Emit the line that holds "label in the photo above." and all lines following it through the end of the data, verbatim, and nothing else.

════════════════

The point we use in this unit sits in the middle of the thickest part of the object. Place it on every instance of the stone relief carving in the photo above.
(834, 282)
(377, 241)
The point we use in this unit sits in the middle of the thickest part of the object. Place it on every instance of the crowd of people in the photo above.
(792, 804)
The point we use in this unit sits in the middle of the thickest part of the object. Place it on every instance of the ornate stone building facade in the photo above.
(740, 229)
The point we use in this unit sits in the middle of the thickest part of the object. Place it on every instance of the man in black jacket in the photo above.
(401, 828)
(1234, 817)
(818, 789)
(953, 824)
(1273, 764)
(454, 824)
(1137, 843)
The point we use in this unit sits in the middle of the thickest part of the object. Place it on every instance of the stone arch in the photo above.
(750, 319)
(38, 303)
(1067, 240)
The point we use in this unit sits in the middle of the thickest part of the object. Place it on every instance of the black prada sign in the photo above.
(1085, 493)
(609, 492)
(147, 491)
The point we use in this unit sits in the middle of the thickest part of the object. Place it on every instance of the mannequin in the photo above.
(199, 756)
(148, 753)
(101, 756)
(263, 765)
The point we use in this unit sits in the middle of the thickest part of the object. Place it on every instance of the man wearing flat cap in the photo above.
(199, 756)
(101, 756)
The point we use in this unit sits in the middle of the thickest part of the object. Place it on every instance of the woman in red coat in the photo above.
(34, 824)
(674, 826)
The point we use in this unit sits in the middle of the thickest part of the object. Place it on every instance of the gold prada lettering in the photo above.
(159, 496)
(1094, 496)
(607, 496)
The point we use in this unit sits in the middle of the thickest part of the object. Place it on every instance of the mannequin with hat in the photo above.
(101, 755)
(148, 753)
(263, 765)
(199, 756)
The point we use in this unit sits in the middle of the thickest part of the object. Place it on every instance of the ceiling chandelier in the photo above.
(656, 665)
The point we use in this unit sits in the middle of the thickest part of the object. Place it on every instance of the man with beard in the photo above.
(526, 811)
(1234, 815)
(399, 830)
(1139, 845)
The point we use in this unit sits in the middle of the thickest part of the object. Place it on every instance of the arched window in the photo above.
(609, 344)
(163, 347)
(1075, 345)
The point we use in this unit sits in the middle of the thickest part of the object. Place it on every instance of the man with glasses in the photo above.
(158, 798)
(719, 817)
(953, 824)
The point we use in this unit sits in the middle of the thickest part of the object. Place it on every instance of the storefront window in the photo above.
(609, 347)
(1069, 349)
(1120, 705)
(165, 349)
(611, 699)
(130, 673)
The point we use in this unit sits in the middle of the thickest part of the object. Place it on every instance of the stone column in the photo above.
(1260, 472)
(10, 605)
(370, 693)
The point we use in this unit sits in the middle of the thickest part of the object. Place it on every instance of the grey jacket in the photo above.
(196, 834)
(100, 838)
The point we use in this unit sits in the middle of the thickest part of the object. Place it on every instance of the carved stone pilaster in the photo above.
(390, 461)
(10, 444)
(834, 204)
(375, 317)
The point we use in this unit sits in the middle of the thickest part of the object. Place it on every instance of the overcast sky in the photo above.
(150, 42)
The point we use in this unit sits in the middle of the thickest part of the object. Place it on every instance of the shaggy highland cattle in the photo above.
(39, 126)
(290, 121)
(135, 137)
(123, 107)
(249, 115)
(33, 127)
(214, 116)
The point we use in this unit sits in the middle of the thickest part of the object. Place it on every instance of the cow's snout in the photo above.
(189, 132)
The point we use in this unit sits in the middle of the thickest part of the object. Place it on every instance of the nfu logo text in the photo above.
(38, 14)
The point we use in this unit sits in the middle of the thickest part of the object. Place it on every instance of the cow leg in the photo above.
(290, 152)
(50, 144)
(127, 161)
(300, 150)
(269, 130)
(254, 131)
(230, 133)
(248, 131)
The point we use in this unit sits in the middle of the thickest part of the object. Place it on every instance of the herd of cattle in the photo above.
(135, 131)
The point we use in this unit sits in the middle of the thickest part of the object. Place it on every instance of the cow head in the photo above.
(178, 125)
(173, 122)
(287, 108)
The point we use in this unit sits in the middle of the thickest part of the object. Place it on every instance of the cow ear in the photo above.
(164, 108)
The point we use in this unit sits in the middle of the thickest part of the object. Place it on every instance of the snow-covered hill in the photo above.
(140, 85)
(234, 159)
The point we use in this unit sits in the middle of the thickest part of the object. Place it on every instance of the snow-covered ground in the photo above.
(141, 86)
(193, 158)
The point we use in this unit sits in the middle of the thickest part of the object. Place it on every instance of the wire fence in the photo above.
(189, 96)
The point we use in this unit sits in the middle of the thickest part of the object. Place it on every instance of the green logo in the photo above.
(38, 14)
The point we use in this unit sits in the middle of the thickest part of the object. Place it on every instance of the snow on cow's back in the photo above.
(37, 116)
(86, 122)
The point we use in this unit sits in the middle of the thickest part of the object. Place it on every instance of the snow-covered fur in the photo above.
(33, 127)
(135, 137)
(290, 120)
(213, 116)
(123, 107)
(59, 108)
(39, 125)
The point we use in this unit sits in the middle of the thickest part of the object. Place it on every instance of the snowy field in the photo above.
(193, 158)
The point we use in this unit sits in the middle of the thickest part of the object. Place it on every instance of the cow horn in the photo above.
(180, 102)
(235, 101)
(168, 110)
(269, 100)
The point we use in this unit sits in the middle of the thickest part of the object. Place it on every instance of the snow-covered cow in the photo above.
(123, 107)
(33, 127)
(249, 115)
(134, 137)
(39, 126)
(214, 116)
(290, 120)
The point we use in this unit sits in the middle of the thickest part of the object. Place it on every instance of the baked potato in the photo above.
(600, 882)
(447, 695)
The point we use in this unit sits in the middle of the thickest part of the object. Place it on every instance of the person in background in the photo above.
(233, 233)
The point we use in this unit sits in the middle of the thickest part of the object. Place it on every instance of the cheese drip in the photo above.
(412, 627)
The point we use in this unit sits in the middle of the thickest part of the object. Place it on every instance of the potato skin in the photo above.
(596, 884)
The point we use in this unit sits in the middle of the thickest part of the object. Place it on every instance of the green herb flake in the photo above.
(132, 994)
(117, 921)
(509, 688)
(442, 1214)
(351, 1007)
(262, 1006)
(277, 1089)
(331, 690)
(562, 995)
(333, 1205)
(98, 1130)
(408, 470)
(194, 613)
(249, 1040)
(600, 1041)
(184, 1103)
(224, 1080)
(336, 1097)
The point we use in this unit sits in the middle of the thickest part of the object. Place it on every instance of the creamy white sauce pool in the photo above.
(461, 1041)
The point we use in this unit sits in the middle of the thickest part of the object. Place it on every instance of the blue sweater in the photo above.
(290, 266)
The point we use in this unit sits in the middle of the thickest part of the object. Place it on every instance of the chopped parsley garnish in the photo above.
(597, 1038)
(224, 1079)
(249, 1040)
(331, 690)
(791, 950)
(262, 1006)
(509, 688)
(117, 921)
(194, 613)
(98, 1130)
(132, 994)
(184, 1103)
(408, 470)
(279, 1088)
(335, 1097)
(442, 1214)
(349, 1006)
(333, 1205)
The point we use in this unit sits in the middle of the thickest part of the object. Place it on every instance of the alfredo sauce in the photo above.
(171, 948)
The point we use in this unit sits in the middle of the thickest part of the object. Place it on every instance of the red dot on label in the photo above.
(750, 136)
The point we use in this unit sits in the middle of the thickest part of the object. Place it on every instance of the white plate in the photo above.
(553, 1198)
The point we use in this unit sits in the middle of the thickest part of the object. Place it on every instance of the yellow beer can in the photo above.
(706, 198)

════════════════

| EXERCISE RESPONSE |
The point we use in this unit sits in the middle of the thickest part of the object. Place it on every instance of the red dot on label in the photo above.
(750, 136)
The point we use in this unit sits in the middle of the thickest part of the object. Place it on every instance of the white plate in the photo above.
(553, 1198)
The point we use in this unit sits in the middle of the thickest part of the object. Place it on every instance of the yellow beer can in the photo above.
(706, 198)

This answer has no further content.